■ Exercise: Your task is to repeat, word for word, the line containing "Target: chrome pendant shade" and all lines that follow it to the end of the material, and no other lines.

--- Data lines ---

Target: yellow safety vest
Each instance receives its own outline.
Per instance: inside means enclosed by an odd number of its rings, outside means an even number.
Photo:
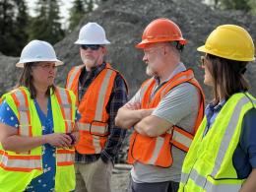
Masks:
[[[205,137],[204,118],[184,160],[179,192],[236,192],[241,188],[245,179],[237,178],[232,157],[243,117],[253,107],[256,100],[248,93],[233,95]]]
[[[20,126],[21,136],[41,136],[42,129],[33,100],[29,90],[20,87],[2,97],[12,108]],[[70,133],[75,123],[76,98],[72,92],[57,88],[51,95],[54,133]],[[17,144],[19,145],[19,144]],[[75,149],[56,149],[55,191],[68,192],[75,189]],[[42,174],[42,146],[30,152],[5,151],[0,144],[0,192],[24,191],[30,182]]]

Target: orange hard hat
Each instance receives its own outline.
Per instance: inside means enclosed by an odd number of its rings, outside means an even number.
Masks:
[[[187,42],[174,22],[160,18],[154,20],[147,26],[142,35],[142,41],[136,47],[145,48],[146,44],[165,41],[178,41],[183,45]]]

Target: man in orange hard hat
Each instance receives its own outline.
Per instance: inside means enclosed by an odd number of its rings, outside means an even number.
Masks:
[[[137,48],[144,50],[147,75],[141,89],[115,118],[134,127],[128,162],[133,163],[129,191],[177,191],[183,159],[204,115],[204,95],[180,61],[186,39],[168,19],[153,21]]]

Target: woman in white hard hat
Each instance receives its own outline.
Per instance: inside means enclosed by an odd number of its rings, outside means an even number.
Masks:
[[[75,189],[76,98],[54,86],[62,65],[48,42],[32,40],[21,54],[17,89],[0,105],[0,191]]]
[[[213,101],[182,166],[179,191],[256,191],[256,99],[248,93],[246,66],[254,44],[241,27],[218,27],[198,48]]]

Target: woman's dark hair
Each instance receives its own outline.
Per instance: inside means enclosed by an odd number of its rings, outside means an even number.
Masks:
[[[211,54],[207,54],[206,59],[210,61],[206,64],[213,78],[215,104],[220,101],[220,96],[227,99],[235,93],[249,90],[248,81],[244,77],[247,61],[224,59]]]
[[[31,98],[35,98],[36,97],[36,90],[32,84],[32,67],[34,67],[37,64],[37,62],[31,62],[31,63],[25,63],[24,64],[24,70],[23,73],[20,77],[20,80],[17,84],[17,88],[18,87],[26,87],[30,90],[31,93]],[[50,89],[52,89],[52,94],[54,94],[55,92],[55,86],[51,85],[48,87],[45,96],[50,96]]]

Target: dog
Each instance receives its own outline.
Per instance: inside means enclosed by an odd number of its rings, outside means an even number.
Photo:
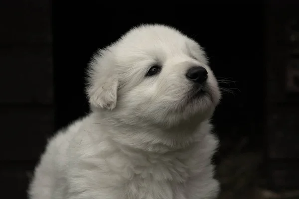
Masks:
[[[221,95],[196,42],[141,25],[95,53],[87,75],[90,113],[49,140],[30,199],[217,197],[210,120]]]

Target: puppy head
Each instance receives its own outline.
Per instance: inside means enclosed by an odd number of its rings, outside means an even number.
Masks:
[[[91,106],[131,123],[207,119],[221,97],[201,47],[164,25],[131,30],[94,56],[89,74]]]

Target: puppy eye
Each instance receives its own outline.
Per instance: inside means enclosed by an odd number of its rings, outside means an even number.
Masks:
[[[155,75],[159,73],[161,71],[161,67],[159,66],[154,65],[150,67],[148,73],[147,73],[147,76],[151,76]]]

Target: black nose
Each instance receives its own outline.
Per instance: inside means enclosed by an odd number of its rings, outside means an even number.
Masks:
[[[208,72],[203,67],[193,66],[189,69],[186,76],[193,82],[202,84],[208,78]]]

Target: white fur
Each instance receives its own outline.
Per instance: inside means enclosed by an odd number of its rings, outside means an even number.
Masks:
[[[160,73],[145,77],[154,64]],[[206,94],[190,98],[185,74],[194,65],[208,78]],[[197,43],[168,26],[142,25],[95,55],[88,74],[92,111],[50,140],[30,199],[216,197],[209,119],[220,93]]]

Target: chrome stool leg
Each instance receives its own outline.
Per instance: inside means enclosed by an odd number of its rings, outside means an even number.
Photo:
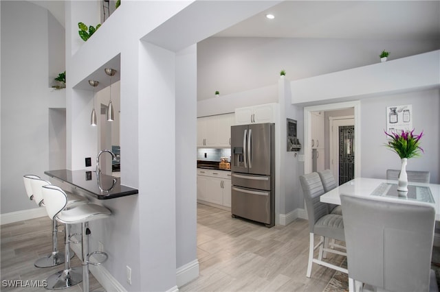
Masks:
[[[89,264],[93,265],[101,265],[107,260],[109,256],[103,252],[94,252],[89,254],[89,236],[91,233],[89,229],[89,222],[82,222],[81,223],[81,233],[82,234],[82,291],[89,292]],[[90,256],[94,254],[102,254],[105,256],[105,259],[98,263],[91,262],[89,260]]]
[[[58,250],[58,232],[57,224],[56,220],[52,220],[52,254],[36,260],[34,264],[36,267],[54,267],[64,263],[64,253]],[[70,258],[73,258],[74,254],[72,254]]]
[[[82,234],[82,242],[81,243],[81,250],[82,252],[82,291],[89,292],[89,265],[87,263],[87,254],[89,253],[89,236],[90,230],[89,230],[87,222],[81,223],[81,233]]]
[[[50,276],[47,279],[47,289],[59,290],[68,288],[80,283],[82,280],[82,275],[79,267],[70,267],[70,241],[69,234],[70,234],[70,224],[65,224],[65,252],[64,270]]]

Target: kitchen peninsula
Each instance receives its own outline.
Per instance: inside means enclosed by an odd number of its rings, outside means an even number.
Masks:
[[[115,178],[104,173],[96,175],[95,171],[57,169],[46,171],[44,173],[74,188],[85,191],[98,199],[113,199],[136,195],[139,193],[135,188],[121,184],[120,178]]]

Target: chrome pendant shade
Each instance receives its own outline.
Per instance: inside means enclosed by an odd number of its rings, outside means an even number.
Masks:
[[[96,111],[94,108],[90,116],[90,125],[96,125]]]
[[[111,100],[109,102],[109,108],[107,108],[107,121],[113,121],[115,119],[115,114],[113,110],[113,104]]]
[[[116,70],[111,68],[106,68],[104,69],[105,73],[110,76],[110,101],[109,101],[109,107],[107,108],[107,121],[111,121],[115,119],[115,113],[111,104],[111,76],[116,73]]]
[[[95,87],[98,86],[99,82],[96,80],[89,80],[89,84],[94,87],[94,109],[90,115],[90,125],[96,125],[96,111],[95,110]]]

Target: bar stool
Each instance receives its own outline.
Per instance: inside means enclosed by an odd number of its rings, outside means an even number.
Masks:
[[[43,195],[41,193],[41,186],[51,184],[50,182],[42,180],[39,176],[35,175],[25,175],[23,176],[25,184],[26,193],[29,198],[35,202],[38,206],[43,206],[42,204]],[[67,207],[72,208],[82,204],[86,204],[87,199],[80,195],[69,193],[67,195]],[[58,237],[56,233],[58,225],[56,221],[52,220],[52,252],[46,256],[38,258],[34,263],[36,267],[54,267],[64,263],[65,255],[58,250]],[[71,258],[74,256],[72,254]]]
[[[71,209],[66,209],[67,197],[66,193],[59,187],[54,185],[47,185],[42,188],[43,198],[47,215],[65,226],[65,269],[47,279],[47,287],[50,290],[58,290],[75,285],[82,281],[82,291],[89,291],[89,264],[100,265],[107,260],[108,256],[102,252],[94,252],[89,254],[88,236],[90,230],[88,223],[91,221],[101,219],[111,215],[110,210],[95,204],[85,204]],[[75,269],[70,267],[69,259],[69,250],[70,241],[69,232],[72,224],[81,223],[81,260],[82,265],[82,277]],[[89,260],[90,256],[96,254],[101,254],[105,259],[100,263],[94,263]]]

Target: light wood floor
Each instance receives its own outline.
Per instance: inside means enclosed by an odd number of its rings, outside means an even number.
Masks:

---

■ Written reply:
Target: chrome pendant shade
Each instance receives its own outline.
Per instance: inside means enclosed by an odd number of its rings, outside means an even number.
Masks:
[[[96,111],[94,108],[90,116],[90,125],[96,125]]]
[[[111,100],[109,102],[109,108],[107,108],[107,121],[113,121],[115,119],[115,114],[113,110],[113,104]]]
[[[116,70],[111,68],[106,68],[104,69],[105,73],[110,76],[110,101],[109,101],[109,107],[107,108],[107,121],[111,121],[115,119],[115,113],[111,104],[111,76],[116,73]]]
[[[95,87],[98,86],[99,82],[96,80],[89,80],[89,84],[94,87],[94,109],[90,115],[90,125],[96,125],[96,111],[95,110]]]

Target: bar stool
Each instance receives its own outline.
Per instance: inside means enclosed by an odd number of its rings, outside means an even number.
Masks:
[[[43,195],[41,193],[41,186],[51,184],[50,182],[42,180],[39,176],[35,175],[25,175],[23,176],[25,184],[26,193],[29,198],[35,202],[38,206],[43,206],[42,204]],[[67,207],[72,208],[82,204],[86,204],[87,199],[80,195],[69,193],[67,195]],[[58,237],[56,233],[58,225],[56,221],[52,220],[52,252],[46,256],[38,258],[34,263],[36,267],[54,267],[64,263],[65,255],[58,250]],[[71,258],[74,256],[72,254]]]
[[[71,209],[66,209],[67,197],[66,193],[59,187],[54,185],[47,185],[42,188],[43,198],[47,215],[65,226],[65,269],[47,279],[47,287],[50,290],[58,290],[75,285],[82,281],[82,291],[89,291],[89,264],[100,265],[107,260],[108,256],[102,252],[94,252],[89,254],[88,236],[90,230],[88,223],[91,221],[101,219],[111,215],[110,210],[95,204],[85,204]],[[75,269],[70,267],[69,259],[69,250],[70,241],[69,232],[72,224],[81,223],[81,260],[82,265],[82,277]],[[89,260],[90,256],[96,254],[101,254],[105,259],[100,263],[94,263]]]

Target: light wood floor
Each instance receives its own outline.
Per instance: inside means enclosed by an odd number of its rings, outside means an even number.
Masks:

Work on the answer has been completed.